§ **Excerpts of pointing data**
^^^^^^^^^^^^^^^^

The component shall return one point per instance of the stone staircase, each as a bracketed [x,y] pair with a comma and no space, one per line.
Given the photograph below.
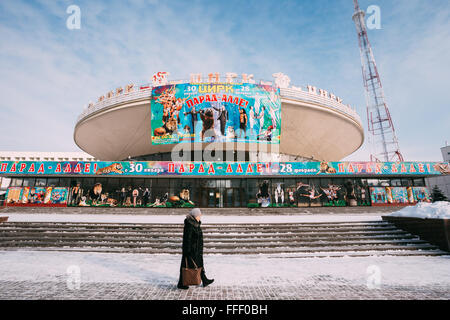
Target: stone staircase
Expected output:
[321,239]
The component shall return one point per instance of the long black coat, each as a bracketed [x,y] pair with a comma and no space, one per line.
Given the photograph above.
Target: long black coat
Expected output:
[192,243]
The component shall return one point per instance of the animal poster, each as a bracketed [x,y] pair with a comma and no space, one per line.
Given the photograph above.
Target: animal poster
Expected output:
[37,195]
[398,195]
[59,196]
[14,195]
[216,112]
[378,195]
[217,168]
[421,194]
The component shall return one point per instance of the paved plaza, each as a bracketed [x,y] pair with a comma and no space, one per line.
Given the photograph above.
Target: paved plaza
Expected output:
[96,276]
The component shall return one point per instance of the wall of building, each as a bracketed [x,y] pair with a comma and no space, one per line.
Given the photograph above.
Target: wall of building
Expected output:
[442,182]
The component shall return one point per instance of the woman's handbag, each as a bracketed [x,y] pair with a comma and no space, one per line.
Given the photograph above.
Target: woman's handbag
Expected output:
[191,276]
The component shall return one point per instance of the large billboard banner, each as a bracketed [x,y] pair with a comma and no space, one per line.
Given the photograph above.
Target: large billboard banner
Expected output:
[216,112]
[211,169]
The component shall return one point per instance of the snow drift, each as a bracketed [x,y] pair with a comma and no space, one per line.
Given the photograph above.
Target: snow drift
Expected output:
[424,210]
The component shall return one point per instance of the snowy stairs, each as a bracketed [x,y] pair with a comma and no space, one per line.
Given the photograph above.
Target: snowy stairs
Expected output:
[319,239]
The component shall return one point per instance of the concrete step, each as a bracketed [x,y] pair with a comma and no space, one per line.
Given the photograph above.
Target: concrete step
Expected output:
[217,245]
[308,239]
[373,250]
[272,255]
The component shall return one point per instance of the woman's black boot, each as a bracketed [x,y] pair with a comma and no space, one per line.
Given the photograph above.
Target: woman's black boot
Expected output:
[206,282]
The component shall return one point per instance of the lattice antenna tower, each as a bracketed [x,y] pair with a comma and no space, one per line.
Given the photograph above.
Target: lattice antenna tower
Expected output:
[381,133]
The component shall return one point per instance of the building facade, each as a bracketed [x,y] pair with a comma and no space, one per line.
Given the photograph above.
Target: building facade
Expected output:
[215,142]
[442,182]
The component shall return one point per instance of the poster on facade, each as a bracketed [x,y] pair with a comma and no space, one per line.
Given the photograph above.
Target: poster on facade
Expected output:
[217,168]
[219,112]
[14,195]
[378,195]
[397,195]
[421,194]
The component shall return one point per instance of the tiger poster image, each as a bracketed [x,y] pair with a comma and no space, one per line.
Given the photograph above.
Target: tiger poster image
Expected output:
[216,112]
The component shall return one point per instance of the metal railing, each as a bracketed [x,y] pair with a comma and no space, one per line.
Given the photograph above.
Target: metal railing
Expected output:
[144,91]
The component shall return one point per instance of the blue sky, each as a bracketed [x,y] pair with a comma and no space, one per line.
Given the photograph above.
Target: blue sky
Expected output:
[49,73]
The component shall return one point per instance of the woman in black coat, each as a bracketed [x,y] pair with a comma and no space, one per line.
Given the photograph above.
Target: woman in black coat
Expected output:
[193,247]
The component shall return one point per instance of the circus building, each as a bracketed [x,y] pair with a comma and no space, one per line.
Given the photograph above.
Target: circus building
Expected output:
[213,141]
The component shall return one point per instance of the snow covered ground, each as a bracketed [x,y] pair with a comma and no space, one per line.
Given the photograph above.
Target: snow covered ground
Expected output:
[37,266]
[436,210]
[206,219]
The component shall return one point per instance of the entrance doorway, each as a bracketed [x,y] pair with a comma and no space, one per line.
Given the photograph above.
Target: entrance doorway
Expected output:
[223,195]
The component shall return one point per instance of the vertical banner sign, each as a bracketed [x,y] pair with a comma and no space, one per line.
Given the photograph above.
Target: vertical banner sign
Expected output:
[220,112]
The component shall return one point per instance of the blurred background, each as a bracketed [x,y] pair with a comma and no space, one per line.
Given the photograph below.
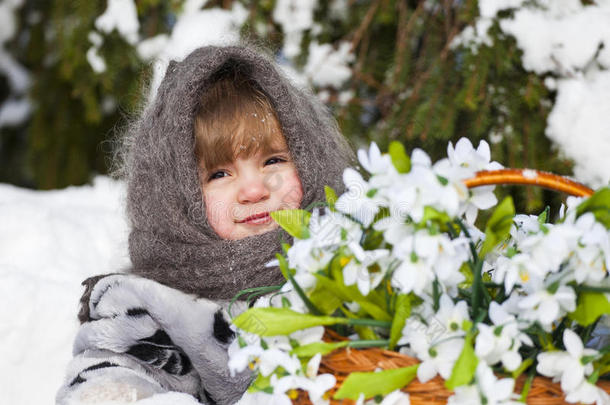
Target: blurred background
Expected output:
[529,77]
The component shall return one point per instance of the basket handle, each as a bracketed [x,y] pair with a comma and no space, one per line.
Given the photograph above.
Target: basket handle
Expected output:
[528,177]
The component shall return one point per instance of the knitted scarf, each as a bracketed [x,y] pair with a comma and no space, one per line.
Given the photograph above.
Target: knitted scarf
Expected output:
[171,240]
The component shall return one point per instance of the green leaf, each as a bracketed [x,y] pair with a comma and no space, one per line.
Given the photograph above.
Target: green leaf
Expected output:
[376,304]
[599,205]
[294,222]
[375,383]
[375,311]
[284,266]
[465,366]
[260,384]
[590,307]
[319,347]
[331,197]
[280,321]
[399,156]
[401,313]
[498,226]
[324,298]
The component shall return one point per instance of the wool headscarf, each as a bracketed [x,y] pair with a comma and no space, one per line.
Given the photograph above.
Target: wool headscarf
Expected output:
[171,240]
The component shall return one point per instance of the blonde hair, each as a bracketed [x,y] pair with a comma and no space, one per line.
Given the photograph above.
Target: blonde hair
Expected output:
[235,118]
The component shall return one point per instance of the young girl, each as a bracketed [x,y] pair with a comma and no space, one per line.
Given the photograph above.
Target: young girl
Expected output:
[226,141]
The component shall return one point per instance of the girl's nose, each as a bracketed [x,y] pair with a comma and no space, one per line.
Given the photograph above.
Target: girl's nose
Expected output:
[253,189]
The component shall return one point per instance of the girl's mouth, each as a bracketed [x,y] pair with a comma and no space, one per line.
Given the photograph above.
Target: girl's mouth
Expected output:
[257,219]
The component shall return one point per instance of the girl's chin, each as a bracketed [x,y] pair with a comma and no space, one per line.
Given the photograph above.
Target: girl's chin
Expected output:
[246,230]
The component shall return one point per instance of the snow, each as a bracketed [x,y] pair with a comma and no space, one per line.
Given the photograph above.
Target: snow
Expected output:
[327,66]
[295,17]
[120,15]
[49,242]
[98,64]
[14,112]
[570,44]
[194,28]
[16,109]
[580,124]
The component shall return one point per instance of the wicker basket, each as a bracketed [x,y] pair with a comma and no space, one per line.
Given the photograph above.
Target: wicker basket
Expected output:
[342,362]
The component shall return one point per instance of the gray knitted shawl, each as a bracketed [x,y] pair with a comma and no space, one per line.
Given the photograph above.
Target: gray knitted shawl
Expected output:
[171,241]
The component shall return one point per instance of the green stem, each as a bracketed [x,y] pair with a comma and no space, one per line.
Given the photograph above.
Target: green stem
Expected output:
[476,286]
[527,385]
[310,306]
[368,322]
[588,288]
[255,291]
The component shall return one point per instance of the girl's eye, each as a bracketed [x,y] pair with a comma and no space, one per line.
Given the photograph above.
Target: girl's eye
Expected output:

^^^^^^^^^^^^^^^^

§ **Given task**
Output every line of the data above as a Markdown table with two columns, Row and Data line, numbering the rows in sequence and omitting blank lines. Leave the pictures out of the table.

§ **Task solution**
| Row | Data line |
|---|---|
| 1 | The component shall return one point per instance of the stone staircase, each as a bracketed [x,y] pair with a comma and no space, one per line. |
| 2 | Given the photograph below. |
| 3 | Target: stone staircase |
| 4 | Expected output: |
| 5 | [321,239] |
| 6 | The component shall return one point per instance of the long black coat, each as a bracketed [x,y] pair with a comma and no space, one per line. |
| 7 | Given the photograph above. |
| 8 | Target: long black coat |
| 9 | Expected output: |
| 10 | [192,243] |
| 11 | The component shall return one point per instance of the animal poster, each as a bracketed [x,y] pair with a comma and no space, one per line. |
| 12 | Given the photograph above. |
| 13 | Target: animal poster |
| 14 | Expected output: |
| 15 | [37,195] |
| 16 | [398,195] |
| 17 | [59,196] |
| 18 | [14,195] |
| 19 | [216,112] |
| 20 | [378,195] |
| 21 | [217,168] |
| 22 | [421,194] |
| 23 | The component shall return one point per instance of the paved plaza, each as a bracketed [x,y] pair with a comma and no space, one per line. |
| 24 | Given the photograph above. |
| 25 | Target: paved plaza |
| 26 | Expected output: |
| 27 | [96,276] |
| 28 | The component shall return one point per instance of the wall of building, each as a bracketed [x,y] pair with a comma and no space, one per line. |
| 29 | Given the photograph above. |
| 30 | Target: wall of building |
| 31 | Expected output: |
| 32 | [442,182] |
| 33 | The component shall return one point per instance of the woman's handbag, each as a bracketed [x,y] pair with a comma and no space, one per line. |
| 34 | Given the photograph above. |
| 35 | Target: woman's handbag |
| 36 | Expected output: |
| 37 | [191,276] |
| 38 | The component shall return one point per instance of the large billboard banner, each as a bracketed [x,y] pair with a comma and no space, one per line. |
| 39 | Given the photograph above. |
| 40 | Target: large billboard banner |
| 41 | Expected output: |
| 42 | [216,112] |
| 43 | [211,169] |
| 44 | The component shall return one point per instance of the snow drift, each as a bracketed [x,y] pair with a comma and no space, one per line. |
| 45 | Given the photograph above. |
| 46 | Target: snow drift |
| 47 | Expected output: |
| 48 | [424,210] |
| 49 | The component shall return one point per instance of the snowy stairs, each as a bracketed [x,y] pair with a comma and no space, one per line. |
| 50 | Given the photograph above. |
| 51 | Target: snowy stairs |
| 52 | Expected output: |
| 53 | [319,239] |
| 54 | The component shall return one point per instance of the concrete step, each as a bracketed [x,y] pair with a comma and no space, one per line. |
| 55 | Given the photograph above. |
| 56 | Target: concrete step |
| 57 | Expected output: |
| 58 | [217,245] |
| 59 | [308,239] |
| 60 | [373,250] |
| 61 | [272,255] |
| 62 | The component shall return one point per instance of the woman's black boot, each as a bracketed [x,y] pair with a comma and no space, one per line. |
| 63 | Given the photograph above. |
| 64 | Target: woman's black boot |
| 65 | Expected output: |
| 66 | [206,282] |
| 67 | The component shall return one point per instance of the lattice antenna tower, each as a bracketed [x,y] pair with a comma and no space, one per line. |
| 68 | Given the photograph above. |
| 69 | Target: lattice antenna tower |
| 70 | Expected output: |
| 71 | [381,133] |
| 72 | The component shall return one point per instance of the building facade, each as a bracketed [x,y] pair with a comma and no space, one per line. |
| 73 | Given the photograph above. |
| 74 | Target: building facade |
| 75 | Expected output: |
| 76 | [215,142] |
| 77 | [442,182] |
| 78 | The component shall return one point per instance of the poster on facade, each as a bracketed [x,y] pair with a comma and no space, one per line. |
| 79 | Given the photograph above. |
| 80 | Target: poster on facade |
| 81 | Expected output: |
| 82 | [217,168] |
| 83 | [219,112] |
| 84 | [14,195] |
| 85 | [378,195] |
| 86 | [397,195] |
| 87 | [421,194] |
| 88 | The component shall return one point per instance of the tiger poster image, each as a bracketed [x,y] pair with a comma and no space, one per line. |
| 89 | Given the photograph above. |
| 90 | Target: tiger poster image |
| 91 | Expected output: |
| 92 | [216,112] |
| 93 | The component shall return one point per instance of the metal railing, each as a bracketed [x,y] pair with a comma and no space, one per line. |
| 94 | Given the photograph above. |
| 95 | Target: metal railing |
| 96 | Expected output: |
| 97 | [144,91] |
| 98 | The component shall return one point per instance of the blue sky, each as a bracketed [x,y] pair with a comma and no space, one per line. |
| 99 | Given the photograph above. |
| 100 | Target: blue sky |
| 101 | Expected output: |
| 102 | [49,73] |
| 103 | The component shall return one point per instance of the woman in black coat, each as a bracketed [x,y] pair with a comma and no space, one per line. |
| 104 | Given the photograph above. |
| 105 | Target: woman in black coat |
| 106 | Expected output: |
| 107 | [193,247] |
| 108 | The component shall return one point per instance of the circus building, each as a bracketed [x,y] pair with a comma and no space, one per line. |
| 109 | Given the photograph above. |
| 110 | Target: circus building |
| 111 | Expected output: |
| 112 | [213,141] |
| 113 | The component shall return one point per instance of the snow covered ground, each as a bracketed [x,y] pair with a comma and no space, one per line. |
| 114 | Given the photograph above. |
| 115 | Target: snow covered ground |
| 116 | Expected output: |
| 117 | [37,266] |
| 118 | [436,210] |
| 119 | [206,219] |
| 120 | The component shall return one point per instance of the entrance doorway, each as a bracketed [x,y] pair with a comma and no space, one per line. |
| 121 | Given the photograph above. |
| 122 | Target: entrance doorway |
| 123 | Expected output: |
| 124 | [223,195] |
| 125 | The component shall return one point per instance of the vertical banner sign, each as a bracketed [x,y] pair with a comma and no space, one per line. |
| 126 | Given the photograph above. |
| 127 | Target: vertical banner sign |
| 128 | Expected output: |
| 129 | [220,112] |
| 130 | The component shall return one point per instance of the blurred background, each as a bracketed [x,y] pair with a comma and no space, one per line. |
| 131 | Given the photograph below. |
| 132 | Target: blurred background |
| 133 | Expected output: |
| 134 | [529,77] |
| 135 | The component shall return one point per instance of the basket handle, each as a bracketed [x,y] pair with a comma and no space, one per line. |
| 136 | Given the photograph above. |
| 137 | Target: basket handle |
| 138 | Expected output: |
| 139 | [528,177] |
| 140 | The component shall return one point per instance of the knitted scarf, each as a bracketed [x,y] pair with a comma and no space, one per line. |
| 141 | Given the photograph above. |
| 142 | Target: knitted scarf |
| 143 | Expected output: |
| 144 | [171,240] |
| 145 | The component shall return one point per instance of the green leaf, each as a bracketed [x,y] pair with a comma and no space, one per line. |
| 146 | Given the photograph above. |
| 147 | Target: green leaf |
| 148 | Expected output: |
| 149 | [376,304] |
| 150 | [599,205] |
| 151 | [294,222] |
| 152 | [375,383] |
| 153 | [375,311] |
| 154 | [284,266] |
| 155 | [465,366] |
| 156 | [260,384] |
| 157 | [590,307] |
| 158 | [319,347] |
| 159 | [331,197] |
| 160 | [280,321] |
| 161 | [399,156] |
| 162 | [401,313] |
| 163 | [498,226] |
| 164 | [324,298] |
| 165 | The component shall return one point per instance of the wool headscarf, each as a bracketed [x,y] pair with a comma and no space, one per line. |
| 166 | Given the photograph above. |
| 167 | Target: wool headscarf |
| 168 | Expected output: |
| 169 | [171,240] |
| 170 | The component shall return one point per instance of the blonde hair, each as a bracketed [x,y] pair with a comma and no space, one per line. |
| 171 | Given the photograph above. |
| 172 | Target: blonde hair |
| 173 | Expected output: |
| 174 | [235,118] |
| 175 | The component shall return one point per instance of the young girl, each as a bracketed [x,y] pair with a comma and no space, one per line. |
| 176 | Given the photograph above. |
| 177 | Target: young girl |
| 178 | Expected output: |
| 179 | [226,141] |
| 180 | The component shall return one point per instance of the girl's nose, each as a bracketed [x,y] pair with a comma and no space, one per line. |
| 181 | Given the photograph above. |
| 182 | Target: girl's nose |
| 183 | Expected output: |
| 184 | [253,189] |
| 185 | The component shall return one point per instance of the girl's mouth, each as a bracketed [x,y] pair with a comma and no space, one per line. |
| 186 | Given the photograph above. |
| 187 | Target: girl's mouth |
| 188 | Expected output: |
| 189 | [257,219] |
| 190 | The component shall return one point per instance of the girl's chin, each as a bracketed [x,y] pair with a comma and no space, one per line. |
| 191 | Given the photograph above. |
| 192 | Target: girl's chin |
| 193 | Expected output: |
| 194 | [246,230] |
| 195 | The component shall return one point per instance of the snow, each as a bracketed [x,y] pair with a comma and no space, one per line. |
| 196 | Given the photograph above. |
| 197 | Target: snow |
| 198 | Expected output: |
| 199 | [327,66] |
| 200 | [295,17] |
| 201 | [120,15] |
| 202 | [49,242] |
| 203 | [98,64] |
| 204 | [14,112] |
| 205 | [570,44] |
| 206 | [194,28] |
| 207 | [16,109] |
| 208 | [580,124] |
| 209 | The component shall return one point per instance of the wicker basket, each as a bracketed [x,y] pair with a comma and no space, one per line. |
| 210 | Given the photograph above. |
| 211 | Target: wicker basket |
| 212 | Expected output: |
| 213 | [342,362] |
| 214 | The component shall return one point per instance of the gray knitted shawl, each as a bracketed [x,y] pair with a comma and no space, one per line. |
| 215 | Given the photograph above. |
| 216 | Target: gray knitted shawl |
| 217 | Expected output: |
| 218 | [171,241] |
| 219 | The component shall return one point per instance of the green stem, each as a bracketed [x,y] pair with a comma and no space, one per line. |
| 220 | Given the photograph above. |
| 221 | Target: green stem |
| 222 | Expected output: |
| 223 | [476,286] |
| 224 | [527,385] |
| 225 | [310,306] |
| 226 | [368,322] |
| 227 | [588,288] |
| 228 | [255,291] |
| 229 | The component shall return one point per instance of the girl's eye, each as a bracketed [x,y] pair with a comma and no space, one per line. |
| 230 | Given the photograph above. |
| 231 | Target: girl's eye |
| 232 | Expected output: |